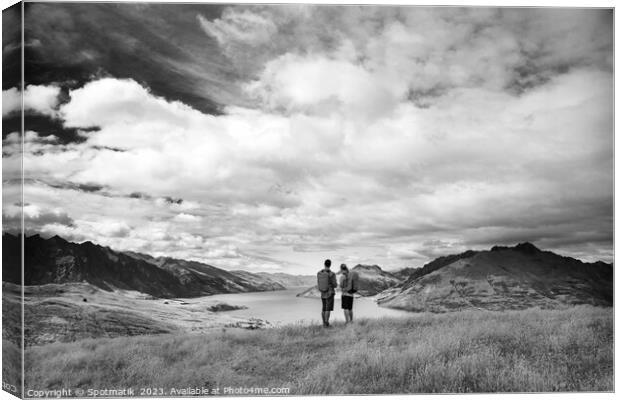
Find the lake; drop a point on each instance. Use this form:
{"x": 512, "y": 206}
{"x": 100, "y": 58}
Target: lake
{"x": 283, "y": 307}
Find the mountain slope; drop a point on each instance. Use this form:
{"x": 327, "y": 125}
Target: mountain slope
{"x": 56, "y": 260}
{"x": 503, "y": 278}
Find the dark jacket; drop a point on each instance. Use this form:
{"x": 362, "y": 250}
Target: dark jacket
{"x": 333, "y": 283}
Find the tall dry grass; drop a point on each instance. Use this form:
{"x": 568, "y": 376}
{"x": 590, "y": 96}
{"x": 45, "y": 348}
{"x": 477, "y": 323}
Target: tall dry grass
{"x": 518, "y": 351}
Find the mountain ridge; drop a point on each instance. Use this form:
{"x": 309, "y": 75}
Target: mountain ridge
{"x": 56, "y": 260}
{"x": 502, "y": 278}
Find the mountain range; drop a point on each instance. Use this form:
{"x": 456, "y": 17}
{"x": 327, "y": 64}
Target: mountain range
{"x": 56, "y": 260}
{"x": 502, "y": 278}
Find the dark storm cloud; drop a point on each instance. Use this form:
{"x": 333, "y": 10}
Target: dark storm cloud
{"x": 158, "y": 45}
{"x": 11, "y": 41}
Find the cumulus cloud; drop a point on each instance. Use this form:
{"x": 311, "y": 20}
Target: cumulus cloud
{"x": 395, "y": 136}
{"x": 42, "y": 99}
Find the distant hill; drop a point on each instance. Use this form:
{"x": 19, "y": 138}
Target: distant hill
{"x": 404, "y": 273}
{"x": 503, "y": 278}
{"x": 372, "y": 280}
{"x": 56, "y": 260}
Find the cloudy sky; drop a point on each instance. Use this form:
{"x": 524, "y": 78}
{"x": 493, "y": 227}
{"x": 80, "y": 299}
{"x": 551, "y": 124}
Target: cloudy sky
{"x": 268, "y": 138}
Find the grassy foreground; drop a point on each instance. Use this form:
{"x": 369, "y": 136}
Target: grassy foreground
{"x": 532, "y": 350}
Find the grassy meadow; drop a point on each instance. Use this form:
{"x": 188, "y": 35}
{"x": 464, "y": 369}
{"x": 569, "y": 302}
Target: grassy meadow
{"x": 475, "y": 351}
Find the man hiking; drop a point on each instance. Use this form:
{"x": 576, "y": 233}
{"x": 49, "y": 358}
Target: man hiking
{"x": 348, "y": 284}
{"x": 326, "y": 281}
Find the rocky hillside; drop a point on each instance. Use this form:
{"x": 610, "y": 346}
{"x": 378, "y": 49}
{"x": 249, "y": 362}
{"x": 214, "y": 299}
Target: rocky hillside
{"x": 56, "y": 260}
{"x": 372, "y": 280}
{"x": 503, "y": 278}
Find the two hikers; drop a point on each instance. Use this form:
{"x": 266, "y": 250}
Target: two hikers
{"x": 327, "y": 284}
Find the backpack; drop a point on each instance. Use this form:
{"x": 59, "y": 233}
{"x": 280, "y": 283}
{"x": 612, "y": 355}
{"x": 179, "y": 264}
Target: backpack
{"x": 323, "y": 281}
{"x": 353, "y": 277}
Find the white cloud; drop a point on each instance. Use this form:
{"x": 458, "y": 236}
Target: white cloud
{"x": 389, "y": 142}
{"x": 39, "y": 98}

◆ ◆ ◆

To do: Copy everything from the line containing "Find the backpack;" down to the end of the records, moving each answer point by adding 121 to both its x and y coordinates. Keep the requests and their sample coordinates as they are.

Finished exercise:
Find the backpack; drop a point on each instance. Use this form:
{"x": 59, "y": 233}
{"x": 280, "y": 283}
{"x": 612, "y": 355}
{"x": 179, "y": 264}
Target: backpack
{"x": 444, "y": 402}
{"x": 474, "y": 398}
Find the white cloud; drop a point on each instance. Use this form:
{"x": 458, "y": 236}
Target: white cloud
{"x": 510, "y": 263}
{"x": 160, "y": 219}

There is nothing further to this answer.